:: QUOTED PASSAGE ::
Cover: Enrollee Appeals of Preservice Coverage Denials at 2 Health Maintenance Organizations

Enrollee Appeals of Preservice Coverage Denials at 2 Health Maintenance Organizations

Published in: JAMA, Journal of the American Medical Association, v. 289, no. 7, Feb. 19, 2003 p. 864-870

Posted on 2003

by David M. Studdert, Carole Roan Gresenz

Context. Congress and state legislatures are considering patient bills of rights that seek to strengthen opportunities for patients to have denials of coverage reconsidered by their health plans. Little is publicly known about such appeals systems. Objective. To improve understanding of the sources, types, and outcomes of conflicts between patients and managed care organizations over coverage of services. Design and Setting. Descriptive study of information abstracted from 1774 preservice appeals out of a larger stratified random sample of 3519 appeals lodged between January 1998 and June 2000 at 2 large US health maintenance organizations. Main Outcome Measures. Classification of preservice appeals according to whether they contested access to out-of-network care, the contractual limits of coverage, or the medical necessity of services; analysis of contractual coverage and medical necessity appeals by the services in dispute and out-of-network appeals by enrollees' reasons for seeking care; and comparison of the proportions of appeals won by enrollees across types of appeals and services. Results. Approximately one third (36.9%) of preservice appeals involved medical necessity determinations, another third (36.6%) centered on the scope of contractually covered benefits, and most of the remainder (19.7%) involved out-of-network care. Enrollee wins were significantly more frequent among medical necessity appeals than out-of-network or contractual coverage appeals (52.2% vs 35.4% and 33.2%, respectively; P<.001). Appeals were concentrated among relatively few services and among therapies that are generally regarded as nonessential. Conclusions. A majority of preservice appeals disputed choice of provider or contractual coverage issues, rather than medical necessity. Medical necessity disputes proliferate not around life-saving treatments but in areas of societal uncertainty about the legitimate boundaries of insurance coverage. Greater transparency about the coverage status of specific services, through more precise contractual language and consumer education about benefits limitations, may help to avoid a large proportion of disputes in managed care.

:: WORK TO COMPLETE ::
In the abstract on enrollee appeals at two health maintenance organizations, what proportion of medical necessity appeals did enrollees win?

:: DATA RECORDS ::
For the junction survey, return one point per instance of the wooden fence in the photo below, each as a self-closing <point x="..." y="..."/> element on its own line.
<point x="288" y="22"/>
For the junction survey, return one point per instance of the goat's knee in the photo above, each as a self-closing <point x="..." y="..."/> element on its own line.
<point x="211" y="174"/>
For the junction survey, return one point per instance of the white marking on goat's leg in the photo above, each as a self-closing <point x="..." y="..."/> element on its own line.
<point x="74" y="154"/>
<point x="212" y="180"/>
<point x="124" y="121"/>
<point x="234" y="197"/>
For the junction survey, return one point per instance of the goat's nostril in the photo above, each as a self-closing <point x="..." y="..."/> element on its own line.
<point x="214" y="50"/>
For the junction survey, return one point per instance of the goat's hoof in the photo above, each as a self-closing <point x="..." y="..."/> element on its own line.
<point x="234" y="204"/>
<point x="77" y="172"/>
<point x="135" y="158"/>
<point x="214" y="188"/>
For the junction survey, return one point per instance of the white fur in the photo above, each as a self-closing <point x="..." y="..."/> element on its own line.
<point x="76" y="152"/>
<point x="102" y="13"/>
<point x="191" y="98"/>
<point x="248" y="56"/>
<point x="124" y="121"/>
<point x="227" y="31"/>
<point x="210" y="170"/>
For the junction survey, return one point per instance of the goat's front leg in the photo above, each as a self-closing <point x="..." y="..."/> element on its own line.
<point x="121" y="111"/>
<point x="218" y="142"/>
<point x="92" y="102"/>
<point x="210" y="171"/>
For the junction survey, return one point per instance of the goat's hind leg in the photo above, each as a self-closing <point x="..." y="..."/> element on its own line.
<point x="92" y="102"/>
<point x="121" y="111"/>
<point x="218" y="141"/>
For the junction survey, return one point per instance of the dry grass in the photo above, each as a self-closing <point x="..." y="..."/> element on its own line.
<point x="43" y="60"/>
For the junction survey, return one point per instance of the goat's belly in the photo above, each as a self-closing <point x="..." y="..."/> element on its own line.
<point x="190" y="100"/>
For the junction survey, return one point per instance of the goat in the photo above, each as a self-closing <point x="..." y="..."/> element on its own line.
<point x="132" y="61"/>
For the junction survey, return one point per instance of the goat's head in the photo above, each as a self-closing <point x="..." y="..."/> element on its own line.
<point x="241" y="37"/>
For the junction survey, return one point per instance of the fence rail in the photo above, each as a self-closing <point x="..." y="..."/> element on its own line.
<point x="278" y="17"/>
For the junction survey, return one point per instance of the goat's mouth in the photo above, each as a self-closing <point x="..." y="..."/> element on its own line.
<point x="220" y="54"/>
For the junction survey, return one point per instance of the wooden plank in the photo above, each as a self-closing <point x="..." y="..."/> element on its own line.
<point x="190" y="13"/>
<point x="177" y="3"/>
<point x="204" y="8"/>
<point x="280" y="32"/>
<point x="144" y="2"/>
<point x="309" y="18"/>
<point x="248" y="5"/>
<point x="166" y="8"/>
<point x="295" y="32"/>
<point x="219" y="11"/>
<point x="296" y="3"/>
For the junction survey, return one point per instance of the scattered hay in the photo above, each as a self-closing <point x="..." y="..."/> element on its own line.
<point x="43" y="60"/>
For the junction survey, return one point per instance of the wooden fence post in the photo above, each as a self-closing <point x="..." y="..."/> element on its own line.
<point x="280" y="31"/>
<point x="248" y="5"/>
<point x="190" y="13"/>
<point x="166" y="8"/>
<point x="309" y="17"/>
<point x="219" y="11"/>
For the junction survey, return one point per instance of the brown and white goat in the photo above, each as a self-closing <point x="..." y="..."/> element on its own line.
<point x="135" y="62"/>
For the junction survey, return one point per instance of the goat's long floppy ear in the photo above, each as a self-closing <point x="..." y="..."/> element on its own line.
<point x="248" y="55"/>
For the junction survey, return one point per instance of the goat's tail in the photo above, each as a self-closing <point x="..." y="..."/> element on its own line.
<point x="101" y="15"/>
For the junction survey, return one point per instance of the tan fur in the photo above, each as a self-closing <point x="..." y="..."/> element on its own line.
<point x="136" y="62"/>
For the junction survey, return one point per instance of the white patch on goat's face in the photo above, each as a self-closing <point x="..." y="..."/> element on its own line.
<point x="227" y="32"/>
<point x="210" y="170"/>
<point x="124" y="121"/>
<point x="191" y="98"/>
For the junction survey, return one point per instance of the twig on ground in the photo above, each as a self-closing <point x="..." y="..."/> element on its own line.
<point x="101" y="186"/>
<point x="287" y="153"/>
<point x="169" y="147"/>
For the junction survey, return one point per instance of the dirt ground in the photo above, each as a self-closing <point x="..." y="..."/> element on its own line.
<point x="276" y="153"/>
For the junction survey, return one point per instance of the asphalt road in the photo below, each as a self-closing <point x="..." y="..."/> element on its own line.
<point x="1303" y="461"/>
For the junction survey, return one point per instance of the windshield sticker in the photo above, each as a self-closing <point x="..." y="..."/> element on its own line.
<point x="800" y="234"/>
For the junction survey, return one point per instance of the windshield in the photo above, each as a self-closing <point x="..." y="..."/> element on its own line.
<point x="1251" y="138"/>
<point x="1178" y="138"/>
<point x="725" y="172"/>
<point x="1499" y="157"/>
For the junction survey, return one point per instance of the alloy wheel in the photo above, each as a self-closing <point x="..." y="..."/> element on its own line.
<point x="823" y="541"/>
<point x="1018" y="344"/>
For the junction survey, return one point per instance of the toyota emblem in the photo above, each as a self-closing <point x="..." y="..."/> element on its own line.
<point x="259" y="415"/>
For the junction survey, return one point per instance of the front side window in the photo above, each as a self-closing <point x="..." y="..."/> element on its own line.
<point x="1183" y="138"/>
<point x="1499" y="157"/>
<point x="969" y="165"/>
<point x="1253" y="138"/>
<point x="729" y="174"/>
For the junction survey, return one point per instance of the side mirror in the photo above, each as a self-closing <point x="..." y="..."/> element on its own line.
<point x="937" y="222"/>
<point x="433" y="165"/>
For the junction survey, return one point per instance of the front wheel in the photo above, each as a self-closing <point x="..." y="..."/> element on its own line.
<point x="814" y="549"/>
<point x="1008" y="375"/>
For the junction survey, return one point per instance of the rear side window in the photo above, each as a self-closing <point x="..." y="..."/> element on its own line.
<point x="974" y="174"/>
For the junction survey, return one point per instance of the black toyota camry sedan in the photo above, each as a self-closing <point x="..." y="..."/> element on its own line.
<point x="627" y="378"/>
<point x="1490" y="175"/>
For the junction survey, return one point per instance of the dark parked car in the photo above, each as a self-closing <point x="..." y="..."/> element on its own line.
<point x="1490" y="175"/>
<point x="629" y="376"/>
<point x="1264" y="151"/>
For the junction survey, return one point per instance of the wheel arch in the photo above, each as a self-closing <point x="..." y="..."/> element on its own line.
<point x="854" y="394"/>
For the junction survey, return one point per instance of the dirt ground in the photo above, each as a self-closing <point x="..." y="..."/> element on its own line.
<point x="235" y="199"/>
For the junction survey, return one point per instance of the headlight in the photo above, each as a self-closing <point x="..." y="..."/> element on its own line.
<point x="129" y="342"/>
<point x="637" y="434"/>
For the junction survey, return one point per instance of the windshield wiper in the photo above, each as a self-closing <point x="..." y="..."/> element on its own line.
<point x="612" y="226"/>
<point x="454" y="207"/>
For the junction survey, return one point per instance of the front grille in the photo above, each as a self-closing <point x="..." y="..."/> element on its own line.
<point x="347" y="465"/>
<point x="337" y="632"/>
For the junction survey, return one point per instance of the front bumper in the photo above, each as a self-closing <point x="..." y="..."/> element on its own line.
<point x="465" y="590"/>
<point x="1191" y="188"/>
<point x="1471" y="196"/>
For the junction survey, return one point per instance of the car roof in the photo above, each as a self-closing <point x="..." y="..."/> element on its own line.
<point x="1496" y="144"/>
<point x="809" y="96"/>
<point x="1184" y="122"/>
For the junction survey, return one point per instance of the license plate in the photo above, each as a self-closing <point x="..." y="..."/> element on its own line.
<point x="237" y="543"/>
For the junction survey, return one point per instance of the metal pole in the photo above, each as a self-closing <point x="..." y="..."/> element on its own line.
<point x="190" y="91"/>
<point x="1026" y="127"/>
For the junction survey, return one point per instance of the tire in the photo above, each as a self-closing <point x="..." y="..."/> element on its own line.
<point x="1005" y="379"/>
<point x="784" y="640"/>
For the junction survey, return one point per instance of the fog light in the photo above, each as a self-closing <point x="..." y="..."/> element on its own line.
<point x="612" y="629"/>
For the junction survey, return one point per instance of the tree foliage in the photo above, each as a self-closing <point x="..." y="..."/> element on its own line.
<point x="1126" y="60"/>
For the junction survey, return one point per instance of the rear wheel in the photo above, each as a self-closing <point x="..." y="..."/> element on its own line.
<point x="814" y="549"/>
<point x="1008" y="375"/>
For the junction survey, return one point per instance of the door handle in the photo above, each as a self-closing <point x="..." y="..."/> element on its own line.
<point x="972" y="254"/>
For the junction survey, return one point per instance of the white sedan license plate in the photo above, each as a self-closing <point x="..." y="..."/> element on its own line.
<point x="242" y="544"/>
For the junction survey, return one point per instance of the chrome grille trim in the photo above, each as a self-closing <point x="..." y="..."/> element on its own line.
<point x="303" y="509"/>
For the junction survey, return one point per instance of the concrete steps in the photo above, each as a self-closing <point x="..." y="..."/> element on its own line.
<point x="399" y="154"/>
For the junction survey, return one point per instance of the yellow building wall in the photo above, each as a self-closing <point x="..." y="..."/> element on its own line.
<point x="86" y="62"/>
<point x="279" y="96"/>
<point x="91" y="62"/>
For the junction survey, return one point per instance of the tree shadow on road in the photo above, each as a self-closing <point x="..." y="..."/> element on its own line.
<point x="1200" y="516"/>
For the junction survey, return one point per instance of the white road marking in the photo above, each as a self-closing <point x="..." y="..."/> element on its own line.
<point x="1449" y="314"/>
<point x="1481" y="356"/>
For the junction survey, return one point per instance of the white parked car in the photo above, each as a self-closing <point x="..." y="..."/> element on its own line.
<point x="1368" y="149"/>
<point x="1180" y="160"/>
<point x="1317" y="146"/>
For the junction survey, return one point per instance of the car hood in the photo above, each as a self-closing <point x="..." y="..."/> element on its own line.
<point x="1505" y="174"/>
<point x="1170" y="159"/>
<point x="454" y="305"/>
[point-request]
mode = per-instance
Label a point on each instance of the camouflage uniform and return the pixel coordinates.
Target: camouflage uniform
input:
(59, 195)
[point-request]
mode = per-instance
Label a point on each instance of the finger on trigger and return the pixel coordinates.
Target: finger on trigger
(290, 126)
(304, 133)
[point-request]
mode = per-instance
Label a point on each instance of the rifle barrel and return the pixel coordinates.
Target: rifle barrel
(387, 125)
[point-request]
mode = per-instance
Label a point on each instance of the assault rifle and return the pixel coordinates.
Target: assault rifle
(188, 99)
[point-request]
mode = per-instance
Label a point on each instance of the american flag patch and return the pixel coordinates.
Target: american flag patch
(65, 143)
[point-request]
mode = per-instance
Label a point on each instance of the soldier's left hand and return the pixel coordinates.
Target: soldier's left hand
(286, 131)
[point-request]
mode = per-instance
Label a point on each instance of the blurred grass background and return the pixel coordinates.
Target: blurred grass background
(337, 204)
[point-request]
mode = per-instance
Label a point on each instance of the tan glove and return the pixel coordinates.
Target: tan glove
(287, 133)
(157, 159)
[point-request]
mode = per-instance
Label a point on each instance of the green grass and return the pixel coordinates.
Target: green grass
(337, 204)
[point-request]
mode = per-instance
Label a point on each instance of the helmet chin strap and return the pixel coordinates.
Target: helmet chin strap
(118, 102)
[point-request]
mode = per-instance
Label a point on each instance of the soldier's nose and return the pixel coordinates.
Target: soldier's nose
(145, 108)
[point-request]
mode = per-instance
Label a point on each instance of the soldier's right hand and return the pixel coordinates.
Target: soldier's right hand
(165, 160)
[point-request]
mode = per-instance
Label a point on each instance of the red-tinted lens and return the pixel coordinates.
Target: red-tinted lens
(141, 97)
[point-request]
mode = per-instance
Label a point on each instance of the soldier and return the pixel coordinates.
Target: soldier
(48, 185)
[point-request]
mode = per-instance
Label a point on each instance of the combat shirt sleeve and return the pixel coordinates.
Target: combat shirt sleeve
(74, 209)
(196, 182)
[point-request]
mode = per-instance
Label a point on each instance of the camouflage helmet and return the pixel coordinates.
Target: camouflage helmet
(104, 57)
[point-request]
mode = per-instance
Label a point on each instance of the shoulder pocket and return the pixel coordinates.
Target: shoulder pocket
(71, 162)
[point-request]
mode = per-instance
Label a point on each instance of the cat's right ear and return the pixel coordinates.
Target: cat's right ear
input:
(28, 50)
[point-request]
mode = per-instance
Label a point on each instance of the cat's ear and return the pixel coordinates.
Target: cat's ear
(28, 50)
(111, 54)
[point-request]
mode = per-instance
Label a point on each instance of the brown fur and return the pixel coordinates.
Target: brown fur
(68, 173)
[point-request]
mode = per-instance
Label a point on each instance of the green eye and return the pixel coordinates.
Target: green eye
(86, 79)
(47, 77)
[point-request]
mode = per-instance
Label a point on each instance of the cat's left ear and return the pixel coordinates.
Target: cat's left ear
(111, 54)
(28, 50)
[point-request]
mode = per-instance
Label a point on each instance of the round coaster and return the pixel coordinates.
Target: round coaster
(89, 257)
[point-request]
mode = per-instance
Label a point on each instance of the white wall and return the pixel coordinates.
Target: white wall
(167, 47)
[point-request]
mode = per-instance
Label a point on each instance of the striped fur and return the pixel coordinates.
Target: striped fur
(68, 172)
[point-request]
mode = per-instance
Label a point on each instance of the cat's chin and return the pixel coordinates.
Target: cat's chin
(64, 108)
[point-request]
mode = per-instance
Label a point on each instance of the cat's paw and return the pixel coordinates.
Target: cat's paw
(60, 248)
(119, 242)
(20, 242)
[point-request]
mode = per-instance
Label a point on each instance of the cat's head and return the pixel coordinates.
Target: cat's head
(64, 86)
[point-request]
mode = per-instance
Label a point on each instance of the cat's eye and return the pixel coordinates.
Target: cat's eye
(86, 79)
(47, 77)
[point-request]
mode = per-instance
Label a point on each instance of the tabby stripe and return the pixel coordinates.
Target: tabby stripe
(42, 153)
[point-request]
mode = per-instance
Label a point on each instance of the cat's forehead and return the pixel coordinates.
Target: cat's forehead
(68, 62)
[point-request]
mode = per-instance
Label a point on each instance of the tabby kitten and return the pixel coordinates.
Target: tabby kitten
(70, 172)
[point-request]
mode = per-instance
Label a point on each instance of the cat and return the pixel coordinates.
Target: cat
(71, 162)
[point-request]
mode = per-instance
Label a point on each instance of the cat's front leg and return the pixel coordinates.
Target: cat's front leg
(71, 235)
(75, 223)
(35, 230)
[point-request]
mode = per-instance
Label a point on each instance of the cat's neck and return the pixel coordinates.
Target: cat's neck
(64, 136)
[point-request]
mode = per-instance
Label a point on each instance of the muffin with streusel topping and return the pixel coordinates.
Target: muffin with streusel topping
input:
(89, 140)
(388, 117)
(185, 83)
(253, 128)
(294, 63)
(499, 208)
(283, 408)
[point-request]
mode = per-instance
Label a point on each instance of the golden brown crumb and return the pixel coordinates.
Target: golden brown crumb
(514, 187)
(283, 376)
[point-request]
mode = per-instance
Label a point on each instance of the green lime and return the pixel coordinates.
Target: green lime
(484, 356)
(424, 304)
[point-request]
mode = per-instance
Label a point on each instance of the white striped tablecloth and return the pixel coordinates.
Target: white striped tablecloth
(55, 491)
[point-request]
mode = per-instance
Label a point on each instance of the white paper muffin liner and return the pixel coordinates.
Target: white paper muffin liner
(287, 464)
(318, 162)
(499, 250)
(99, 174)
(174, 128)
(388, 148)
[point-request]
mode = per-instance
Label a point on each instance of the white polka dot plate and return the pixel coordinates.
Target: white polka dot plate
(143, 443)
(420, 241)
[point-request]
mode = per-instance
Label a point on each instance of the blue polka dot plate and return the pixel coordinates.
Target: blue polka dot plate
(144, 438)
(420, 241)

:: RESPONSE AREA ::
52.2%